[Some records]
◆ ◆ ◆ ◆ ◆ ◆ ◆
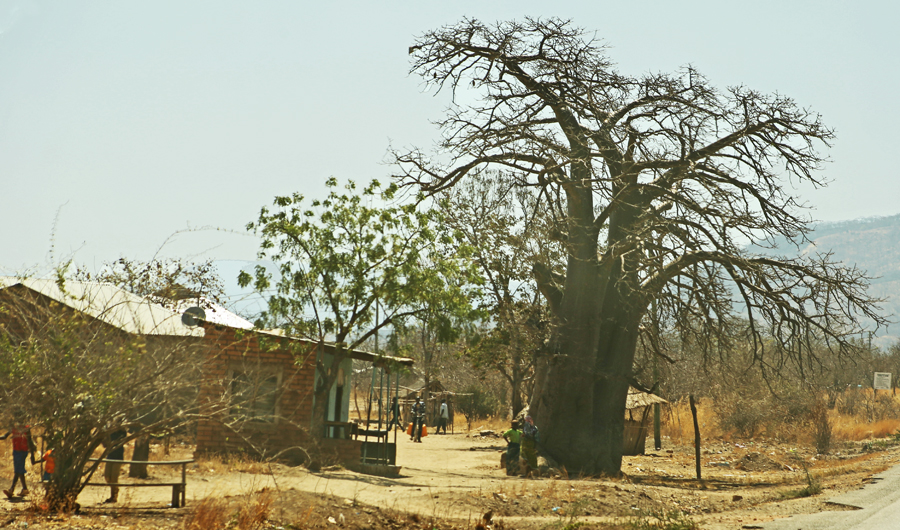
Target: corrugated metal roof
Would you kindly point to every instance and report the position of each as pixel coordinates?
(637, 399)
(124, 310)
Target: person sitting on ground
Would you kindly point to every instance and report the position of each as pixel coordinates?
(513, 438)
(445, 417)
(22, 445)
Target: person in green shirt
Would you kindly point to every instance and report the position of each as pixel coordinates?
(513, 437)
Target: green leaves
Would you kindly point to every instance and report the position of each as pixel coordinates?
(339, 257)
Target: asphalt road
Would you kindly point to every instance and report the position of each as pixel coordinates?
(876, 506)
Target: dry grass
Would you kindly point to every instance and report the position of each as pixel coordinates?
(678, 424)
(850, 429)
(241, 463)
(215, 513)
(210, 514)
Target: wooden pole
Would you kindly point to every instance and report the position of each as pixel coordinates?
(696, 435)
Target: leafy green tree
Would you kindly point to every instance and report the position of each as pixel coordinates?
(656, 183)
(339, 257)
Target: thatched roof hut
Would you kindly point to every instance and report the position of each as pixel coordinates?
(637, 407)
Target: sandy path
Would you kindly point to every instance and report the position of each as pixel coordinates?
(439, 465)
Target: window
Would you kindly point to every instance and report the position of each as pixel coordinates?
(254, 395)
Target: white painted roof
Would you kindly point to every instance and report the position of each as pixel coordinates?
(124, 310)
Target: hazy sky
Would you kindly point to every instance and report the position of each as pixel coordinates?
(134, 120)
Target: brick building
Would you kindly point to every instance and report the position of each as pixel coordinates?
(256, 392)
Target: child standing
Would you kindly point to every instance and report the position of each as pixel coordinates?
(513, 437)
(22, 445)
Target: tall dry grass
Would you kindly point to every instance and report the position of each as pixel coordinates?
(213, 513)
(853, 415)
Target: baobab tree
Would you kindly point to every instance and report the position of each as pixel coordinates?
(657, 184)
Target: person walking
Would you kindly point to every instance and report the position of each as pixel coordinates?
(445, 417)
(395, 415)
(22, 445)
(419, 420)
(513, 438)
(112, 469)
(530, 437)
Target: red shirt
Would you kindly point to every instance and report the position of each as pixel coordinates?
(20, 439)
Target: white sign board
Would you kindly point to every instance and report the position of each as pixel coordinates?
(882, 381)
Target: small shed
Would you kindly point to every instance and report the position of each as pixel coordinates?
(638, 411)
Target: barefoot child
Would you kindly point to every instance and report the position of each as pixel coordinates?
(512, 437)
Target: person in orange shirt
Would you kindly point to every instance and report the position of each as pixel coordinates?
(49, 465)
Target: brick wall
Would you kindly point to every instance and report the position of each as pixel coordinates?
(229, 349)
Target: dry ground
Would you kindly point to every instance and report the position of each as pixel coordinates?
(451, 481)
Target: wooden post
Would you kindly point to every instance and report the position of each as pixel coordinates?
(696, 435)
(657, 437)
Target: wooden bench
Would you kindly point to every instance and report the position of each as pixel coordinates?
(178, 488)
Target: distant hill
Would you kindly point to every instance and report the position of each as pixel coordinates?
(872, 244)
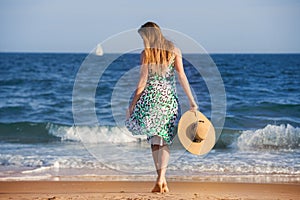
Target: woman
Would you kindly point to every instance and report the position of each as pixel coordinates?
(154, 108)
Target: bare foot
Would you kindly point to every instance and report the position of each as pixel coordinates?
(165, 187)
(158, 188)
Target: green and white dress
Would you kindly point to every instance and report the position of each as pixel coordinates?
(156, 110)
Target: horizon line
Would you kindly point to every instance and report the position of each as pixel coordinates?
(77, 52)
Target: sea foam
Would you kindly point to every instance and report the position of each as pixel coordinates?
(270, 137)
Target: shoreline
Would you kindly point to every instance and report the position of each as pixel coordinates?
(141, 190)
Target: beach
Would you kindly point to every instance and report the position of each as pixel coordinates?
(141, 190)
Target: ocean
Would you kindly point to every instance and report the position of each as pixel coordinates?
(39, 140)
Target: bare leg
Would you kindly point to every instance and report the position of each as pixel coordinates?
(160, 156)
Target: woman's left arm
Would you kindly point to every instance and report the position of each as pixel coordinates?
(140, 86)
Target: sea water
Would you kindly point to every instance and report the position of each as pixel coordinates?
(39, 140)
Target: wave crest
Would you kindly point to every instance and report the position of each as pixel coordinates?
(270, 137)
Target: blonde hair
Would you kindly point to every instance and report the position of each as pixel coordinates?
(158, 50)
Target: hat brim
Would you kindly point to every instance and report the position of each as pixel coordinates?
(197, 148)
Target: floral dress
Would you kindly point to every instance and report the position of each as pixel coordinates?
(156, 110)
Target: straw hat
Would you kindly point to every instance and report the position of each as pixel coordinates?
(196, 133)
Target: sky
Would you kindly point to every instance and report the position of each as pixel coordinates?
(220, 26)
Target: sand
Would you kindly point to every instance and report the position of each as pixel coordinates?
(134, 190)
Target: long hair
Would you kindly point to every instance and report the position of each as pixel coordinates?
(158, 50)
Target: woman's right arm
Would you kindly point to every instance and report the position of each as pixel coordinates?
(140, 86)
(183, 79)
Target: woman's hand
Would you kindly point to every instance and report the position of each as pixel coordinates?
(193, 106)
(128, 112)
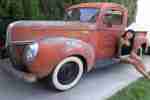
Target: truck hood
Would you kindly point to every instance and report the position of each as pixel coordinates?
(34, 30)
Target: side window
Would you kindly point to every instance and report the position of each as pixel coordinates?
(113, 17)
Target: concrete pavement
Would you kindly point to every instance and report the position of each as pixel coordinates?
(96, 85)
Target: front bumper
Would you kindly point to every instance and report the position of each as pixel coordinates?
(28, 77)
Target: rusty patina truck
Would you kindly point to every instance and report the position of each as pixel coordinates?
(62, 51)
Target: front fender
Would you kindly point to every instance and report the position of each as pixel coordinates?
(53, 50)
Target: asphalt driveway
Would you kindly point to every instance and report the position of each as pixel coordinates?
(96, 85)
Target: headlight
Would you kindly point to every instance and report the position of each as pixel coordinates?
(31, 52)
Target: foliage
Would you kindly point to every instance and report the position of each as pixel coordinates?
(51, 9)
(138, 90)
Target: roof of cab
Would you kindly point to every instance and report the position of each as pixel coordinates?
(97, 5)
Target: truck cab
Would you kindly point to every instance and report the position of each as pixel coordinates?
(64, 50)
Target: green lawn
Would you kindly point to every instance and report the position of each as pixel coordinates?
(139, 90)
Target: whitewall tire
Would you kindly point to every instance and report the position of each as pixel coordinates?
(67, 73)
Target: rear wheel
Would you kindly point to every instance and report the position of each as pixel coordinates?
(67, 73)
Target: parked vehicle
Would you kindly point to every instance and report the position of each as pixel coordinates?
(64, 50)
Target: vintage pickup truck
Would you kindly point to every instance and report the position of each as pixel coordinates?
(62, 51)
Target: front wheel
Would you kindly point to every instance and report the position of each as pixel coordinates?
(67, 73)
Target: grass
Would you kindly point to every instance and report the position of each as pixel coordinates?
(139, 90)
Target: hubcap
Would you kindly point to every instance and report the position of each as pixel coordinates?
(68, 73)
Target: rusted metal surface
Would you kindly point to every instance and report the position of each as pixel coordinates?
(60, 39)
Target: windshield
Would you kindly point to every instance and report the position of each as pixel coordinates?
(82, 14)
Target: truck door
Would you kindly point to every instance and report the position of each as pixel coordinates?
(112, 26)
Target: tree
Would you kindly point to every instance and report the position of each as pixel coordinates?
(52, 9)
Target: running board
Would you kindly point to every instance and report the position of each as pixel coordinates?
(106, 62)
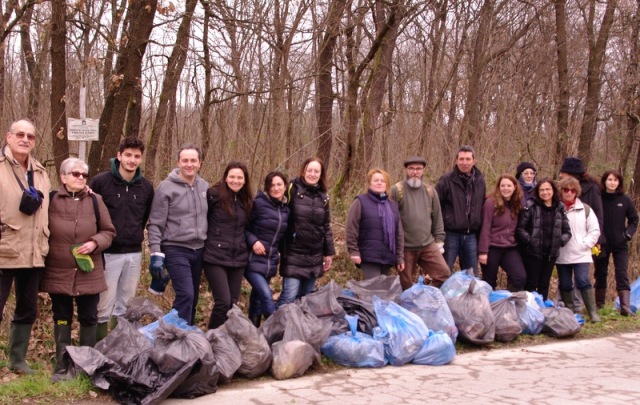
◆ ◆ ◆ ◆ ◆ ◆ ◆
• [EXERCISE REQUIREMENTS]
Render these lines as a Markdown table with the columns Row and Line, numbering each row and omitting blank lines. Leave the pictures out of the table.

• [TASK OUTPUT]
| Row | Line |
|---|---|
| 1 | Target: corrugated metal roof |
| 2 | Would you kindly point to every instance and report the position of each as pixel coordinates? |
| 3 | (637, 399) |
| 4 | (124, 310) |
| 5 | Target: person sitting on ground |
| 6 | Would you kindly point to every instance and report the position of each as pixel coordinates? |
| 7 | (513, 438) |
| 8 | (445, 417) |
| 9 | (22, 445) |
| 10 | Target: person in green shirt |
| 11 | Would you kindly point to every instance and report the position of each as pixel coordinates? |
| 12 | (513, 437) |
| 13 | Target: green leaves |
| 14 | Would you kindly point to every instance and report the position of each as pixel coordinates? |
| 15 | (339, 257) |
| 16 | Target: asphalt road |
| 17 | Would you kindly point to every instance and report the position of each as pixel coordinates? |
| 18 | (876, 506) |
| 19 | Target: dry grass |
| 20 | Would you kindly point to every instance and report the position of each as pixel coordinates? |
| 21 | (678, 424) |
| 22 | (850, 429) |
| 23 | (241, 463) |
| 24 | (215, 513) |
| 25 | (210, 514) |
| 26 | Target: wooden pole |
| 27 | Would you kindly point to every instance and report the position of each as pixel coordinates? |
| 28 | (696, 435) |
| 29 | Target: leafy green tree |
| 30 | Would you kindly point to every instance and report the position of each as pixel coordinates? |
| 31 | (656, 183) |
| 32 | (339, 257) |
| 33 | Target: thatched roof hut |
| 34 | Would you kindly point to every instance and report the position of each as pixel coordinates? |
| 35 | (637, 407) |
| 36 | Target: sandy path |
| 37 | Would you kindly point to every instance and report the position of each as pixel coordinates? |
| 38 | (439, 465) |
| 39 | Target: window |
| 40 | Would you kindly point to every instance and report the position of each as pixel coordinates? |
| 41 | (254, 395) |
| 42 | Target: white painted roof |
| 43 | Would you kindly point to every instance and report the position of each as pixel coordinates? |
| 44 | (124, 310) |
| 45 | Target: hazy sky |
| 46 | Would you kindly point to every instance and report the position of each as pixel coordinates? |
| 47 | (134, 120) |
| 48 | Target: brick building |
| 49 | Would you kindly point to every instance and report the position of each as pixel coordinates? |
| 50 | (256, 392) |
| 51 | Target: child standing |
| 52 | Would you kindly point to every instance and report the position of each as pixel coordinates? |
| 53 | (513, 437) |
| 54 | (22, 445) |
| 55 | Target: tall dry grass |
| 56 | Would you kindly point to every instance and report the position of each as pixel coordinates? |
| 57 | (213, 513) |
| 58 | (853, 415) |
| 59 | Target: baobab tree |
| 60 | Would you kindly point to every instance and report the position of each as pixel coordinates? |
| 61 | (657, 184) |
| 62 | Target: person walking |
| 63 | Would you kindly point to every instance and report the position of each as pixel coordinates? |
| 64 | (445, 417) |
| 65 | (395, 415) |
| 66 | (22, 445) |
| 67 | (419, 420) |
| 68 | (513, 438) |
| 69 | (112, 469) |
| 70 | (530, 437) |
| 71 | Target: red shirt |
| 72 | Would you kindly point to every instance and report the position of each as pixel coordinates? |
| 73 | (20, 439) |
| 74 | Target: white sign board |
| 75 | Would you kindly point to every instance and report the position of each as pixel coordinates? |
| 76 | (882, 381) |
| 77 | Target: small shed |
| 78 | Would you kindly point to every instance and report the position of each as pixel coordinates? |
| 79 | (638, 411) |
| 80 | Target: barefoot child |
| 81 | Would you kindly point to every instance and report the position of each as pixel coordinates? |
| 82 | (512, 437) |
| 83 | Target: person in orange shirt |
| 84 | Would you kindly point to every instance and report the position of each as pixel coordinates? |
| 85 | (49, 465) |
| 86 | Target: brick wall |
| 87 | Would you kindly point to every instance and report the position of each as pixel coordinates? |
| 88 | (229, 349) |
| 89 | Target: dry ground |
| 90 | Would you kindly point to every instance and report the position of each as pixel coordinates? |
| 91 | (451, 481) |
| 92 | Target: wooden post |
| 93 | Would you kindly point to every instance and report the position of each as pixel coordinates? |
| 94 | (696, 435) |
| 95 | (657, 437) |
| 96 | Target: wooden bench |
| 97 | Would you kindly point to every instance and report the position of each as pixel coordinates? |
| 98 | (178, 488) |
| 99 | Target: distant hill |
| 100 | Would you kindly point to every instance and report the position of each as pixel coordinates? |
| 101 | (872, 244) |
| 102 | Target: woman |
| 103 | Would you kindly point to every instance and report the position of each as pixel coordinates? |
| 104 | (154, 108) |
| 105 | Target: bare foot |
| 106 | Would you kindly point to every instance and report the position of each as pixel coordinates? |
| 107 | (165, 187) |
| 108 | (158, 188) |
| 109 | Target: green and white dress |
| 110 | Would you kindly point to every instance and report the position of each as pixel coordinates? |
| 111 | (156, 110) |
| 112 | Target: horizon line |
| 113 | Would you kindly point to every instance and report the position of each as pixel coordinates? |
| 114 | (77, 52) |
| 115 | Target: sea foam |
| 116 | Would you kindly point to every instance and report the position of each as pixel coordinates? |
| 117 | (270, 137) |
| 118 | Target: shoreline |
| 119 | Would you kindly point to every instance and report the position of each as pixel coordinates? |
| 120 | (141, 190) |
| 121 | Target: beach |
| 122 | Would you kindly point to every instance and report the position of each as pixel coordinates? |
| 123 | (141, 190) |
| 124 | Target: ocean |
| 125 | Would you kindly point to every instance and report the position of each as pixel coordinates? |
| 126 | (39, 140) |
| 127 | Target: bare leg |
| 128 | Would you kindly point to every instance and report the position of each as pixel coordinates? |
| 129 | (160, 156) |
| 130 | Target: woman's left arm |
| 131 | Would you kindly point to every instance and report the position of each as pixel coordinates? |
| 132 | (140, 86) |
| 133 | Target: sea water |
| 134 | Would you kindly point to every instance and report the position of each as pixel coordinates? |
| 135 | (39, 140) |
| 136 | Target: wave crest |
| 137 | Would you kindly point to every instance and report the position of each as pixel coordinates? |
| 138 | (270, 137) |
| 139 | Target: blonde hair |
| 140 | Would you kindly point to every instance and report the position of each as pixel coordinates? |
| 141 | (158, 50) |
| 142 | Target: hat brim |
| 143 | Would you kindly point to every instance and report the position of each as pixel coordinates? |
| 144 | (197, 148) |
| 145 | Target: floral dress |
| 146 | Would you kindly point to every instance and report the position of each as pixel coordinates? |
| 147 | (156, 110) |
| 148 | Target: straw hat |
| 149 | Would you kindly point to every instance and report the position of each as pixel coordinates? |
| 150 | (196, 133) |
| 151 | Target: sky |
| 152 | Would you kindly point to every instance and report the position of each as pixel coordinates? |
| 153 | (220, 26) |
| 154 | Target: sand |
| 155 | Would you kindly point to every instance and report the position of each as pixel coordinates? |
| 156 | (134, 190) |
| 157 | Target: long hair |
| 158 | Would you kindly point to every instance and report the position of each as pixel coordinates? |
| 159 | (158, 50) |
| 160 | Target: woman's right arm |
| 161 | Would you kindly point to every instance and report the position of each as pixel coordinates? |
| 162 | (140, 86) |
| 163 | (183, 79) |
| 164 | Target: woman's hand |
| 165 | Would you kindly point to every instance and report the position of each as pixel coordinates? |
| 166 | (193, 106) |
| 167 | (128, 112) |
| 168 | Target: truck hood |
| 169 | Would you kindly point to every instance and report the position of each as pixel coordinates? |
| 170 | (34, 30) |
| 171 | Target: side window |
| 172 | Would you kindly point to every instance and report the position of each as pixel coordinates? |
| 173 | (113, 17) |
| 174 | Target: concrete pavement |
| 175 | Would you kindly point to every instance and report the position of each as pixel coordinates? |
| 176 | (96, 85) |
| 177 | Target: front bumper |
| 178 | Would you kindly point to every instance and report the position of each as pixel coordinates? |
| 179 | (28, 77) |
| 180 | Target: rusty patina truck |
| 181 | Would you kindly point to every instance and report the position of each as pixel coordinates? |
| 182 | (62, 51) |
| 183 | Target: front fender |
| 184 | Would you kindly point to every instance and report the position of each as pixel coordinates? |
| 185 | (53, 50) |
| 186 | Target: asphalt driveway |
| 187 | Would you kindly point to every instance and report the position of each as pixel coordinates? |
| 188 | (96, 85) |
| 189 | Target: headlight |
| 190 | Would you kindly point to every instance and report the position of each as pixel coordinates? |
| 191 | (31, 52) |
| 192 | Target: foliage |
| 193 | Would you kindly point to every instance and report the position of each as pixel coordinates? |
| 194 | (51, 9) |
| 195 | (138, 90) |
| 196 | Target: roof of cab |
| 197 | Would you kindly point to every instance and report the position of each as pixel coordinates? |
| 198 | (97, 5) |
| 199 | Target: truck cab |
| 200 | Would you kindly point to every instance and report the position of each as pixel coordinates? |
| 201 | (64, 50) |
| 202 | Target: green lawn |
| 203 | Would you kindly point to every instance and report the position of each as pixel coordinates? |
| 204 | (139, 90) |
| 205 | Target: whitewall tire |
| 206 | Would you kindly point to every instance and report the position of each as pixel coordinates? |
| 207 | (67, 73) |
| 208 | Target: rear wheel |
| 209 | Would you kindly point to every instance and report the position of each as pixel coordinates? |
| 210 | (67, 73) |
| 211 | Target: parked vehicle |
| 212 | Would you kindly point to every instance and report the position of each as pixel coordinates? |
| 213 | (64, 50) |
| 214 | Target: vintage pickup truck |
| 215 | Would you kindly point to every instance and report the position of each as pixel coordinates? |
| 216 | (62, 51) |
| 217 | Target: front wheel |
| 218 | Would you kindly point to every instance and report the position of each as pixel coordinates? |
| 219 | (67, 73) |
| 220 | Target: grass |
| 221 | Would you kindly point to every instance and report the position of each as pixel coordinates? |
| 222 | (139, 90) |
| 223 | Target: hubcap |
| 224 | Would you kindly point to every instance and report the position of each as pixel coordinates? |
| 225 | (68, 73) |
| 226 | Target: rusted metal surface |
| 227 | Would you kindly point to every instance and report the position of each as pixel coordinates? |
| 228 | (60, 39) |
| 229 | Target: windshield |
| 230 | Would you kindly point to every instance and report the position of each as pixel coordinates? |
| 231 | (82, 14) |
| 232 | Target: truck door |
| 233 | Would you kindly point to every instance and report the position of each as pixel coordinates? |
| 234 | (112, 26) |
| 235 | Target: tree |
| 236 | Would you kindly point to every instance and report the position of each as pixel coordinates? |
| 237 | (52, 9) |
| 238 | Target: running board |
| 239 | Would you kindly point to every instance and report the position of each as pixel coordinates? |
| 240 | (106, 62) |